Begin EXCERPTED PASSAGE
The mess with Prime resulted in only one novel being released in six years despite his assertion of having fifteen done. Another book is set to be released by another publisher in the spring, a couple other titles are known, but have not found a home.
The Narrator was released in October 2010 by Civil Coping Mechanisms, which promoted it as his most mature and ambitious novel yet. The title character, named Low Loom Column begins the book at a university, training to become a narrator when he is drafted into military service despite having an exemption. When he tries to protest he is told time and again it is a futile effort, and he is forced to report to the nearest city for service. He continues seeking ways of getting out of conscription, even considering desertion, as he meets others from his unit, notably the conscripts Jil Punkinflake, and Silichieh, and Captain Makemin. He has some time in the city before they gather and move out, which he spends in his occupation. He records a séance, and provides his services for a wealthy and mysterious resident of the city, the cannibal queen who is said to have killed and eaten her husband after the death of her child, and who is socially imprisoned in her mansion. Here he illustrates just what a narrator does, he records the story that is told to him.
Forgive me a brief foray from the plot at this point, to set up what Cisco is so good at. Cisco can write sentences better than anybody. Long and lush descriptions, brilliant similes and metaphors, a tremendous mastery of language which always inspires me. While still in the city, he lays out the matter of the book in this paragraph.
“I find unaccountable difficulties always arise in searching out the narrative sections of any marketplace, but of course, how could I know that? Anyhow there always seems to be some distraction, or the sort of wrong turn that, having drawn you into the trammels of its mischief, dodges behind the innocent turns and loses itself among them like an absconding pickpocket. No shortage of the real ones either—at the wine store, Jil Punkinflake took my wallet slowly from my hand as I was about to restore it to my pocket and deftly slipped it into my shirt, where my vest holds it now against my skin. I ask him about the narrative market and he gives me a swift, canny look. With a nearly invisible toss of his head I realize he is one of those go-betweens who are involved with the narrative merchants, the storiers and letterers and calligraphers and abcedarians. We flit out into trough like stone lanes.”
End EXCERPTED PASSAGE
GIVEN TASK 1 » From the passage about The Narrator, transcribe word for word the stretch that begins with the words "The mess with" and ends with "found a home.".
Begin THE RECORDS
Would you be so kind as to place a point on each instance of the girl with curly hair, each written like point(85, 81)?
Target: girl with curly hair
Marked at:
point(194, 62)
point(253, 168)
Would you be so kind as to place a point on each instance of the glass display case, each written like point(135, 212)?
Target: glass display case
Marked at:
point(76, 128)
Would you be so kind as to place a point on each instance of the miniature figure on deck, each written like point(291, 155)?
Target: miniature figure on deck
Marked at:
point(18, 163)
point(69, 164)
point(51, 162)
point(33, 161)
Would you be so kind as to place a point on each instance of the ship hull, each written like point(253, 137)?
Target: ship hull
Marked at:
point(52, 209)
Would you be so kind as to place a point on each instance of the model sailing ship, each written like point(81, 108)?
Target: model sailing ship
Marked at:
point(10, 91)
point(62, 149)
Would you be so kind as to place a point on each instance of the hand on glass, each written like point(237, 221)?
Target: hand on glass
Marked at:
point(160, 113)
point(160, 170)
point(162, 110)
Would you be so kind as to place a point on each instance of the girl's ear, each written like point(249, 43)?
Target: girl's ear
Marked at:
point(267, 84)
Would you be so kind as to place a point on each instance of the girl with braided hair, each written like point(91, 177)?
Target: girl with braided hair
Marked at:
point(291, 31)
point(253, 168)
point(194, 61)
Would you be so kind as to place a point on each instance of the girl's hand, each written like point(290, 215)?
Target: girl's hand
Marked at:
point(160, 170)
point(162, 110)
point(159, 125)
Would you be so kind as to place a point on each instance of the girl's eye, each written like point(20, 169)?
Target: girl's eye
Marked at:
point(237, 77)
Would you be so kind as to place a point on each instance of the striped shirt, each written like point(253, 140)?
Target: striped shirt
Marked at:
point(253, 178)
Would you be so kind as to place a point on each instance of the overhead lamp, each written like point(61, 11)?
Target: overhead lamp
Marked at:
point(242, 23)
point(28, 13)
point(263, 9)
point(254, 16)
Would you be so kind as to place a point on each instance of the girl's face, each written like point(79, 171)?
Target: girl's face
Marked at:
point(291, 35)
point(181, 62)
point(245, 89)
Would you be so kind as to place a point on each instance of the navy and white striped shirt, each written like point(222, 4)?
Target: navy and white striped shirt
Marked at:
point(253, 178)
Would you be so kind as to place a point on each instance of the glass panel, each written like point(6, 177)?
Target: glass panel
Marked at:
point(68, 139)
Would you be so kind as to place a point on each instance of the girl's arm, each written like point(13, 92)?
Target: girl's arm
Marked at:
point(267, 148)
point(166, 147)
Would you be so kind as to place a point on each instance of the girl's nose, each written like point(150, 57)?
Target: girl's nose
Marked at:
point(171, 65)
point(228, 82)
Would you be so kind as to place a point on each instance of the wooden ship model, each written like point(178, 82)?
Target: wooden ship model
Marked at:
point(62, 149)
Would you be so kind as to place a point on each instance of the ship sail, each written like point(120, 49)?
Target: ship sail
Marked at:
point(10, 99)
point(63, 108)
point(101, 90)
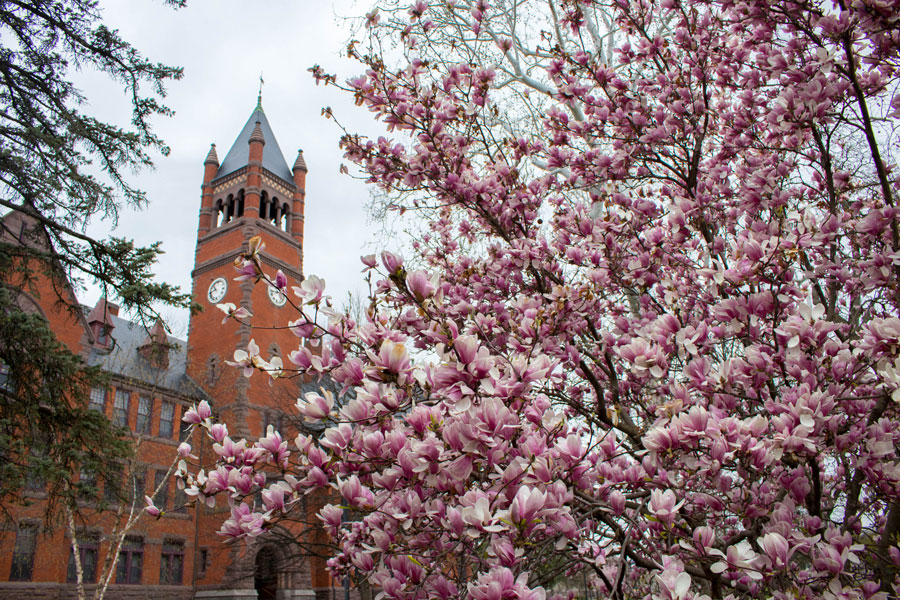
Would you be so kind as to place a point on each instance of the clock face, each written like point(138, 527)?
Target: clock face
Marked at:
point(217, 290)
point(277, 298)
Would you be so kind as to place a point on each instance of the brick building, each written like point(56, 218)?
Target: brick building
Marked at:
point(156, 377)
End THE RECORDS
GIVEN TASK 2 » Reproduce, without changing anything, the portion of the records that begins with the line containing "like point(178, 82)?" and ends with the line containing "point(277, 298)", including both of those lines. Omit the picture from your answer.

CORRECT RESPONSE 1 »
The mess with Prime resulted in only one novel being released in six years despite his assertion of having fifteen done. Another book is set to be released by another publisher in the spring, a couple other titles are known, but have not found a home.

CORRECT RESPONSE 2 »
Would you be so kind as to place a point on each instance of the wooden ship model, each written like point(178, 82)?
Target: wooden ship model
Marked at:
point(62, 149)
Would you be so kind as to place a point on each instance of the ship sail, each written like point(120, 49)?
Target: ship sail
Marked at:
point(10, 99)
point(63, 108)
point(101, 90)
Would you be so kind as to place a point on each instance of the clock face, each written like point(138, 527)?
Target: clock face
Marked at:
point(217, 290)
point(277, 298)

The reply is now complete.